(Excerpts of labeled region data)
■ ■ ■ ■ ■
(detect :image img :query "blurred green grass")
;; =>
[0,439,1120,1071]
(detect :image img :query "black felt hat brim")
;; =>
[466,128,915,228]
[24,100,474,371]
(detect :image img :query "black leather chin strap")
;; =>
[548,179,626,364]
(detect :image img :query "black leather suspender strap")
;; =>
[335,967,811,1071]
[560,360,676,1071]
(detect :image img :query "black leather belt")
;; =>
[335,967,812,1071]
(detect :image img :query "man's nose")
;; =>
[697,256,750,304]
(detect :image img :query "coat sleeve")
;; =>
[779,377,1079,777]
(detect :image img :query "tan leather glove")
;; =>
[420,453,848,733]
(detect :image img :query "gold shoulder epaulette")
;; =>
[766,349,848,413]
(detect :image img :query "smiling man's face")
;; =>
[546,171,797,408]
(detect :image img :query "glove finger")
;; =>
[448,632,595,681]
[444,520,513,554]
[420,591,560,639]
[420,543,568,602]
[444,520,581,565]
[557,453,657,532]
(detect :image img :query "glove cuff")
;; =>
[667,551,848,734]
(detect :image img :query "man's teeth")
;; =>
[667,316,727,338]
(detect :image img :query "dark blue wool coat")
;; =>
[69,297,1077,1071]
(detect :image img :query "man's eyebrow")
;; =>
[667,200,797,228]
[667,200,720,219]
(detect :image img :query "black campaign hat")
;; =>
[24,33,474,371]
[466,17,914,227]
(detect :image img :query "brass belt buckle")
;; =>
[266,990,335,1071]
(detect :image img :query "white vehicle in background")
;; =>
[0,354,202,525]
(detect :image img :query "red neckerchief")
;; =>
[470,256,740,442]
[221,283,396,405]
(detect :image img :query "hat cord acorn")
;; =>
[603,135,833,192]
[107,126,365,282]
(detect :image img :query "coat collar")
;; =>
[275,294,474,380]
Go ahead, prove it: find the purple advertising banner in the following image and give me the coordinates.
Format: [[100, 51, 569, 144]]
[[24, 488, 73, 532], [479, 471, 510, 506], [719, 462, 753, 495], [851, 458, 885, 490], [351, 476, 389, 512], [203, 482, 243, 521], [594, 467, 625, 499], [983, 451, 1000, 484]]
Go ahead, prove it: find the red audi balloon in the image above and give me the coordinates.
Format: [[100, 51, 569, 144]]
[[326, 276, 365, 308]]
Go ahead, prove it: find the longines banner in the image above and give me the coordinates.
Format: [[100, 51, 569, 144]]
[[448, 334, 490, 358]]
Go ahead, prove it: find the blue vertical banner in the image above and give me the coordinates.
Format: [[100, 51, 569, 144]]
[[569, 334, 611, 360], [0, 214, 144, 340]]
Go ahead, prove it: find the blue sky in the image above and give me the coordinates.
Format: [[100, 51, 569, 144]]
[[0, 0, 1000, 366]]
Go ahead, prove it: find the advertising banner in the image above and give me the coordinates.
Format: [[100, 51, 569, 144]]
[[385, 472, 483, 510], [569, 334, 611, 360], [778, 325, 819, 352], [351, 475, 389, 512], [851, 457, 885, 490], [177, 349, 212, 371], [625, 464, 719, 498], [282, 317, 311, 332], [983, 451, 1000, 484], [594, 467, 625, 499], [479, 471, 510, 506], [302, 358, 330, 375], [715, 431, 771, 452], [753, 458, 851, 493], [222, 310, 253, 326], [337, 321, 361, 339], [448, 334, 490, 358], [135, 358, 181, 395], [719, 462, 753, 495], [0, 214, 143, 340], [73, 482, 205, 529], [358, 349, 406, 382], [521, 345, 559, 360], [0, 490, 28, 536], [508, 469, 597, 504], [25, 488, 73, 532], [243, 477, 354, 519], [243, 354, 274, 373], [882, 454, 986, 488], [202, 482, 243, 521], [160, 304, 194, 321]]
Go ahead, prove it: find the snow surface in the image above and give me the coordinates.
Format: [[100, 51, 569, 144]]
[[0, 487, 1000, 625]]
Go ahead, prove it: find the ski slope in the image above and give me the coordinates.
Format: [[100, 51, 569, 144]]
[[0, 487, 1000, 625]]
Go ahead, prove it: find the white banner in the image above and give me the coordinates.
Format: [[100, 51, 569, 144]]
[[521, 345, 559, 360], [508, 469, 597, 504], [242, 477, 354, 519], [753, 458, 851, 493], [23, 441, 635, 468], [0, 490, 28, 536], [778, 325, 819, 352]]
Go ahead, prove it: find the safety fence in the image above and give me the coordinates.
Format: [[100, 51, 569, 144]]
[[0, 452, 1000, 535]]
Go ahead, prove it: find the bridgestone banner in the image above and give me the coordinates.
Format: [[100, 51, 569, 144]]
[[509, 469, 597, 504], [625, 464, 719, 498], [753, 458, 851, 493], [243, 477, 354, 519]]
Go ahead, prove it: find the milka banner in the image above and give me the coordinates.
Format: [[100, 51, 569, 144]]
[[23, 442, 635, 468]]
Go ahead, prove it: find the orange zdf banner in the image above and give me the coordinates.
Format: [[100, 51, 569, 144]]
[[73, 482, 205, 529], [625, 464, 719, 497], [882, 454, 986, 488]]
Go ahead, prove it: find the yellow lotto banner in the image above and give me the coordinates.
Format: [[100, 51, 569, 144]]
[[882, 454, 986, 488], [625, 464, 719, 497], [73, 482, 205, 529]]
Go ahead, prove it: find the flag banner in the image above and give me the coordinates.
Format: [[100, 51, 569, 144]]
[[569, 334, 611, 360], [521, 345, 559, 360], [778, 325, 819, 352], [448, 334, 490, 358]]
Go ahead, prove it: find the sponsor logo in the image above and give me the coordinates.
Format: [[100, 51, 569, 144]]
■ ■ ■ ■ ■
Task details: Duplicate every row above, keeping each line identical to the original.

Answer to this exercise:
(detect :image img :query "blurred green grass")
;; =>
[0,439,1120,1071]
(detect :image img :query "black felt hat brim")
;; =>
[466,128,915,228]
[24,100,474,371]
(detect :image img :query "black leather chin strap")
;; =>
[548,179,626,364]
(detect :image img :query "black leather suspender strap")
;; =>
[335,967,811,1071]
[560,360,676,1071]
(detect :image img :query "black leather belt")
;; =>
[335,967,812,1071]
(detect :image img :query "man's nose")
;; =>
[697,256,750,304]
(detect :image img :query "coat sleeve")
;; =>
[779,377,1079,777]
(detect :image img :query "tan leather glove")
;; =>
[420,453,848,733]
(detect :image img :query "gold shoulder epaulette")
;; =>
[766,349,848,413]
(detect :image img :query "smiling man's face")
;; =>
[546,171,797,408]
(detect :image img :query "glove finger")
;; =>
[448,632,595,681]
[444,520,513,554]
[420,591,560,639]
[420,543,568,602]
[444,520,581,565]
[557,453,657,532]
(detect :image img :query "glove cuff")
;; =>
[667,551,848,734]
(detect :image img :query "man's teeth")
;; =>
[667,316,727,338]
(detect :image img :query "dark blue wool coat")
;; =>
[69,297,1077,1071]
(detect :image img :query "man's eyebrow")
;; =>
[667,200,797,228]
[667,200,720,219]
(detect :image img :query "black campaign hat")
;; =>
[24,33,474,371]
[466,17,914,227]
(detect :image img :query "brass belt buckle")
;; =>
[266,990,335,1071]
(detect :image img :query "white vehicle in background")
;; =>
[0,354,202,525]
(detect :image img :query "red neckerchief")
;; =>
[470,256,740,442]
[221,283,396,405]
(detect :image img :query "hat cord acorn")
;; =>
[603,135,833,192]
[107,126,365,282]
(detect :image img :query "coat collar")
;; =>
[275,294,474,380]
Go ahead, prove it: find the purple advertising banner in the following image and give me the coordinates.
Format: [[100, 51, 569, 144]]
[[24, 488, 73, 532], [479, 471, 510, 506], [719, 462, 753, 495], [851, 458, 885, 490], [351, 476, 389, 512], [203, 482, 243, 521], [594, 467, 625, 499], [983, 451, 1000, 484]]
Go ahead, prove it: find the red audi balloon in the image above and give me the coordinates.
Format: [[100, 51, 569, 144]]
[[326, 276, 365, 308]]
Go ahead, prove it: find the longines banner in the image above and give me the coordinates.
Format: [[100, 51, 569, 144]]
[[448, 334, 490, 358]]
Go ahead, prove it: find the blue vertical banner in the image above and give me the coordinates.
Format: [[100, 51, 569, 144]]
[[569, 334, 611, 360], [0, 214, 144, 340]]
Go ahead, prove it: find the blue sky in the image above and give me the coordinates.
Format: [[100, 51, 569, 144]]
[[0, 0, 1000, 366]]
Go ahead, prove it: find the advertising banner in the image above and give me the coordinates.
Format: [[100, 51, 569, 144]]
[[385, 472, 483, 510], [569, 334, 611, 360], [778, 325, 819, 352], [351, 475, 389, 512], [851, 457, 885, 490], [177, 349, 212, 371], [625, 464, 719, 498], [282, 317, 311, 332], [983, 451, 1000, 484], [594, 467, 625, 499], [479, 471, 510, 506], [302, 358, 330, 375], [715, 431, 771, 452], [753, 458, 851, 493], [222, 310, 253, 326], [337, 321, 361, 339], [448, 334, 490, 358], [135, 358, 181, 395], [719, 462, 753, 495], [0, 214, 143, 340], [73, 482, 205, 529], [358, 349, 406, 382], [521, 345, 559, 360], [0, 490, 28, 536], [508, 469, 597, 504], [25, 488, 73, 532], [243, 477, 354, 519], [243, 354, 274, 373], [882, 454, 986, 488], [202, 482, 243, 521], [160, 304, 194, 321]]
Go ahead, prove it: find the snow surface in the image above and give me the coordinates.
Format: [[100, 51, 569, 144]]
[[0, 487, 1000, 625]]
Go ahead, prove it: find the ski slope in the image above and give me the coordinates.
Format: [[100, 51, 569, 144]]
[[0, 487, 1000, 625]]
Go ahead, prove it: find the white banner in the image above and give me the coordinates.
Format: [[100, 51, 569, 144]]
[[521, 345, 559, 360], [508, 469, 597, 504], [242, 477, 354, 519], [753, 458, 851, 493], [23, 441, 635, 468], [0, 490, 28, 536], [778, 325, 819, 352]]
Go ahead, prove it: find the safety fence in the image above and give me the coordinates.
Format: [[100, 51, 569, 144]]
[[0, 452, 1000, 535]]
Go ahead, prove it: find the bridgestone banner in the image above and give me the coordinates.
Format: [[100, 51, 569, 144]]
[[509, 469, 597, 504], [625, 464, 719, 498], [753, 458, 851, 493], [243, 477, 354, 519]]
Go ahead, prove it: find the milka banner in the image above and give me the coordinates.
Format: [[100, 51, 569, 144]]
[[23, 442, 635, 468]]
Go ahead, prove it: find the orange zdf banner in the image above and give me the coordinates.
Format: [[100, 51, 569, 144]]
[[73, 482, 205, 529], [625, 464, 719, 497], [882, 454, 986, 488]]
Go ahead, prove it: find the yellow lotto banner in the image above and give me the coordinates.
Format: [[100, 51, 569, 144]]
[[882, 454, 986, 488], [625, 464, 719, 497], [73, 482, 205, 529]]
Go ahead, prove it: find the flag banner in the image above and give me the coordinates.
Format: [[100, 51, 569, 144]]
[[569, 334, 611, 360], [521, 345, 559, 360], [778, 325, 819, 352], [448, 334, 490, 358]]
Go ahead, prove it: find the sponsor logo in the image above and give me the coordinates.
Format: [[100, 51, 569, 144]]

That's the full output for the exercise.